Testo selezionato:

Nel processo tributario trova applicazione l’articolo 153 del c.p.c., in base al contenuto del comma 2 dell’art. 1 del D.Lgs. n. 546/1992. Pertanto il giudice tributario può applicare l’istituto della rimessione in termini, quindi il contribuente o la parte ricorrente che è incorsa nella decadenza per cause ad essa non imputabile, quindi esterno alla sua volontà (cause di forza maggiore o per inadeguatezza del termine stesso), o del suo legale può richiedere la rimessione in termine per ripresentare istanze o attività che altrimenti gli sarebbero precluse. Il giudice tributario, sulla base del comma 2 dell’art. 294 c.p.c., “… se ritiene verosimili i fatti allegati, ammette, quando occorre, la prova dell’impedimento, e quindi provvede sulla rimessione in termini delle parti. …”
L’istituto in commento fonda la sua giustificazione sulla necessità di munire della massima garanzia diritto di difesa dei destinatari degli atti amministrativi della pubblica amministrazione, nel rispetto dei principi costituzionali di cui agli artt. 24 e 113 Costituzione.
Inoltre la parte incorsa nella decadenza deve provvedere alla presentazione dell’istanza con tempestività, nel rispetto del principio secondo cui l’appellante che si sia limitato a resistere all’eccezione di tardività, ma non abbia formalmente e tempestivamente richiesto con l’atto di appello, di essere rimesso in termini, non può dolersi della dichiarazione di inammissibilità.

Estratto dei dati:
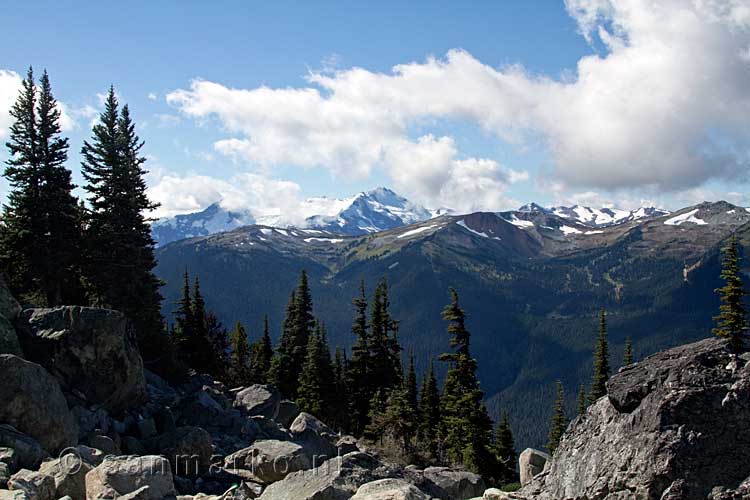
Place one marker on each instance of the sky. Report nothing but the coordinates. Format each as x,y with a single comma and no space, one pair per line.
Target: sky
480,105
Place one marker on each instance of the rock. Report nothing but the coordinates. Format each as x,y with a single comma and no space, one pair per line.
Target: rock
459,484
28,452
8,339
263,400
531,462
338,478
9,306
90,351
389,489
672,426
346,444
119,476
269,460
33,403
315,436
288,411
69,475
187,448
104,443
36,485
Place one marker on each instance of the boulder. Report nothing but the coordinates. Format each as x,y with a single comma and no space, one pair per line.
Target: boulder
119,476
459,484
69,475
315,436
33,403
8,339
389,489
9,306
188,450
531,462
91,351
262,400
337,478
671,426
36,485
269,460
27,451
288,411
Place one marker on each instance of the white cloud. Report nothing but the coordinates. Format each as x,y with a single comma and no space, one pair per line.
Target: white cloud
665,107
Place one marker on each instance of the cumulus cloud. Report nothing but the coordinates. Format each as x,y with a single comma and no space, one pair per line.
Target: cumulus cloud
665,107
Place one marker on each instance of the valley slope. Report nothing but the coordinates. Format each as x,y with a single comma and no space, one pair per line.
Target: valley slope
531,281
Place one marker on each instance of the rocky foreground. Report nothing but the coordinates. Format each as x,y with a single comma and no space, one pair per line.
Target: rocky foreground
80,418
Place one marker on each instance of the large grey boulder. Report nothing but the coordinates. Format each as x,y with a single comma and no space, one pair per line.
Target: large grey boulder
33,403
335,479
69,475
91,351
389,489
36,485
119,476
531,463
672,426
8,339
27,451
459,484
269,460
262,400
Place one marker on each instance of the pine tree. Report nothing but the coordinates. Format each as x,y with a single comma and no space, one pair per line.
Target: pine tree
239,371
359,371
582,400
601,361
120,248
627,356
262,354
559,421
731,323
429,412
466,425
505,449
41,233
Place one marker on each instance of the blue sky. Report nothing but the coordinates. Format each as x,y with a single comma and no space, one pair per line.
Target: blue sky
505,129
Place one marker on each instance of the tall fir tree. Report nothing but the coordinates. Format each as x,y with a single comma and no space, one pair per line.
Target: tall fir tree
559,421
601,361
466,425
627,354
359,371
120,249
261,356
239,369
505,449
731,322
41,232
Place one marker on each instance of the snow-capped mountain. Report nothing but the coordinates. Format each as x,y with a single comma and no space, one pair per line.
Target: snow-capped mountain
367,212
596,217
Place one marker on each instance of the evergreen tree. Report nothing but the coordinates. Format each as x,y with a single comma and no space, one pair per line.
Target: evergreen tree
627,356
120,248
41,232
359,371
505,449
601,361
466,425
731,323
582,401
559,420
429,411
262,354
239,370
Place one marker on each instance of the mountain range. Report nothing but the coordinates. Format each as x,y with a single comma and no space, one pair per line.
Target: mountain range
367,212
532,282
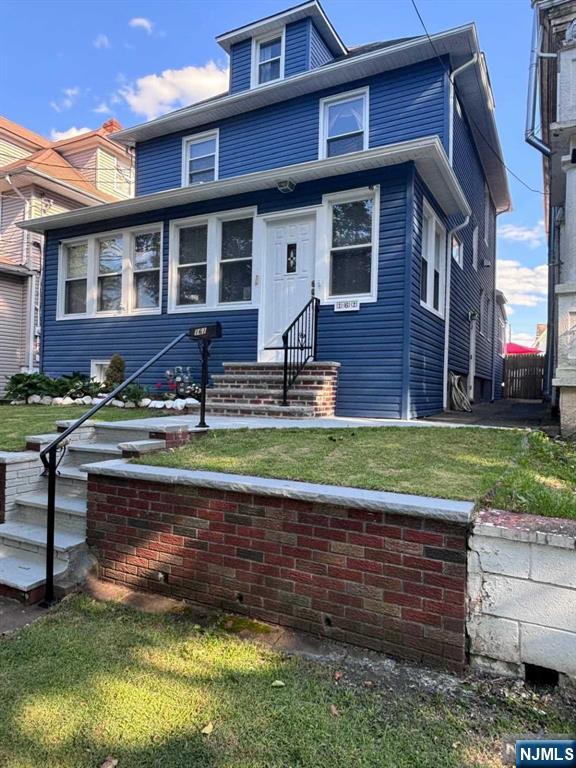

Enunciato del problema: Scrivi il seguito del testo sulla rimessione in termini nel processo tributario, a partire dall'ultima frase riportata. Le voci provengono da un'altra fonte.

Risposta al compito:
Tempestività della richiesta di rimessione in termini
In ordine al requisito della necessità della tempestività dell’istanza di rimessione in termini la giurisprudenza ha puntualizzato “… che l’appellante che si sia limitato a resistere all’eccezione di tardività dell’impugnazione sollevata “ex adverso”, ma non abbia formalmente e tempestivamente richiesto, con l’atto di gravame, di essere rimesso in termini, non può dolersi della declaratoria di inammissibilità dell’appello deducendo, con il ricorso per cassazione, la violazione della disciplina della rimessione in termini, poiché quest’ultima, tanto nella versione prevista dall’art. 184-bis proc. civ., quanto in quella di cui al novellato art. 153, comma 2, cod. proc. civ., presuppone la tempestività dell’iniziativa della parte, da intendere come immediatezza della reazione al palesarsi della necessità di svolgere un’attività processuale ormai preclusa (Cass., sez. 3, 27 settembre 2016, n. 19290; Cass. ordinanza n. 268/2022). …”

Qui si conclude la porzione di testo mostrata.